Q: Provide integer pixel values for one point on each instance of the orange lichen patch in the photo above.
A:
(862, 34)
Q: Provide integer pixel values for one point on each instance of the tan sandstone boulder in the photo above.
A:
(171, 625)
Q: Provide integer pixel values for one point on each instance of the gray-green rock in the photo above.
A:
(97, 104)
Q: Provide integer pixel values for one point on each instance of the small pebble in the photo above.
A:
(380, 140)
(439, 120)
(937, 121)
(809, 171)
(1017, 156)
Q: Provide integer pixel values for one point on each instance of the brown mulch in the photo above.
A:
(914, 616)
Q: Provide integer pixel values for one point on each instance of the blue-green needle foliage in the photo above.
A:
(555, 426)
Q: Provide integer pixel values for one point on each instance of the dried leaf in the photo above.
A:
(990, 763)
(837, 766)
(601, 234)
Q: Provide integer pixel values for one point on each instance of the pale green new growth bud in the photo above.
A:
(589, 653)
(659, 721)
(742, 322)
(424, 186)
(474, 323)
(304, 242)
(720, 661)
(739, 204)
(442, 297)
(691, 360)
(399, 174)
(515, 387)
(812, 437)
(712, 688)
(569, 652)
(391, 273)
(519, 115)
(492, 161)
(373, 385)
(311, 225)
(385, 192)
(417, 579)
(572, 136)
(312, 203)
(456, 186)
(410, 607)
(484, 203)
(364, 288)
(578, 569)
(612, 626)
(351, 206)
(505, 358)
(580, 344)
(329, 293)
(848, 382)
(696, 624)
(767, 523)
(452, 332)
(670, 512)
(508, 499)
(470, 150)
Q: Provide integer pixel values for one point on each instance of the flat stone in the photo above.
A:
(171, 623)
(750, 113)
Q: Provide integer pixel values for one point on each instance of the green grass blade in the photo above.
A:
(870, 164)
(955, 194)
***
▶ [Instructions to follow] Transcribe the line that contains "bud in the photo above." exactly, then each line after it through the end of the material. Nothing else belongs in the output.

▶ [Answer space]
Q: Provide integer pixel values for one point on each instance of the pale green new growth bud in the photo above.
A:
(589, 653)
(659, 721)
(742, 322)
(424, 186)
(474, 323)
(304, 242)
(720, 661)
(739, 204)
(442, 297)
(691, 360)
(399, 174)
(515, 387)
(812, 437)
(712, 688)
(569, 652)
(391, 273)
(519, 115)
(492, 161)
(373, 385)
(311, 225)
(385, 192)
(417, 579)
(572, 136)
(312, 203)
(456, 186)
(410, 607)
(484, 203)
(364, 288)
(578, 569)
(612, 626)
(351, 206)
(505, 358)
(580, 344)
(329, 293)
(848, 382)
(696, 624)
(767, 523)
(452, 332)
(670, 512)
(508, 499)
(470, 150)
Q: Provide integer pixel values for one point on each instance of the flat stone in the photo above.
A:
(171, 623)
(750, 113)
Q: Provide integer pixel values for one point on each instance of the green grass blade in the photo above.
A:
(870, 164)
(955, 194)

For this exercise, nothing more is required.